• [Given task 1]
Set down the passage of the BAFTA piece word for word, starting at "Monday, 23 February" and ending at "pressure to suppress.".
• [Given task 2]
Decide whether each statement agrees with the BAFTA piece, giving yes or no and quoting the deciding words: (a) Wunmi Mosaku won Best Supporting Actress for her role in Sinners; (b) Akinola Davies Jr. wrote My Father's Shadow by himself; (c) the awards ceremony was held in Manchester.

━━ Excerpt

THE 1993 STORY 

Monday, 23 February 2026

Last night in London, a film about Lagos in 1993 won a BAFTA. The election it was made about is still being contested.

Last night at London's Royal Festival Hall, Wunmi Mosaku won Best Supporting Actress at the BAFTA Film Awards for her role in Sinners. She's the first Black British woman to win that prize at the BAFTA film awards. Born in Nigeria, raised in Manchester, she said after the ceremony that the role let her reconnect with parts of her identity she'd previously felt pressure to suppress.

An hour earlier, My Father's Shadow won Outstanding Debut by a British Writer, Director or Producer. Directed by Akinola Davies Jr. and written with his brother Wale Davies, it's a film about a father and his two sons walking through Lagos on the day the 1993 presidential election was annulled. The father knows what's happening. The boys don't quite. The military makes its announcement. The café erupts. They try to get home.

━━━━
━━ Dataset entries

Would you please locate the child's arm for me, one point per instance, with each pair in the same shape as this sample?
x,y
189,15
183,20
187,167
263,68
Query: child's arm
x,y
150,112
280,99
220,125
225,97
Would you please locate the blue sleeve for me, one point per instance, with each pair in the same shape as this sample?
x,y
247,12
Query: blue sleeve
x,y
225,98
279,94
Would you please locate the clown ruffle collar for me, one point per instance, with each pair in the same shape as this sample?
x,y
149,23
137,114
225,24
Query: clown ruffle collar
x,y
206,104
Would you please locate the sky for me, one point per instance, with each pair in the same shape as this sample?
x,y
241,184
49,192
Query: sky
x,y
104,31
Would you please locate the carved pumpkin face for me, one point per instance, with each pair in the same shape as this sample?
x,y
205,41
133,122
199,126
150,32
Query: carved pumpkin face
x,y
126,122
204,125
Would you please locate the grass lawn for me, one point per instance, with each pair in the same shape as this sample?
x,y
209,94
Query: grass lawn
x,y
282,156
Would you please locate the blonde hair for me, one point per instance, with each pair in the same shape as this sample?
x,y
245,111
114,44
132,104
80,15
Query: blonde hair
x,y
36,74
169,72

━━━━

• [Complete answer 1]
Monday, 23 February 2026

Last night in London, a film about Lagos in 1993 won a BAFTA. The election it was made about is still being contested.

Last night at London's Royal Festival Hall, Wunmi Mosaku won Best Supporting Actress at the BAFTA Film Awards for her role in Sinners. She's the first Black British woman to win that prize at the BAFTA film awards. Born in Nigeria, raised in Manchester, she said after the ceremony that the role let her reconnect with parts of her identity she'd previously felt pressure to suppress.

• [Complete answer 2]
(a) Yes: "Wunmi Mosaku won Best Supporting Actress at the BAFTA Film Awards for her role in Sinners."
(b) No: "Directed by Akinola Davies Jr. and written with his brother Wale Davies"
(c) No: "Last night at London's Royal Festival Hall"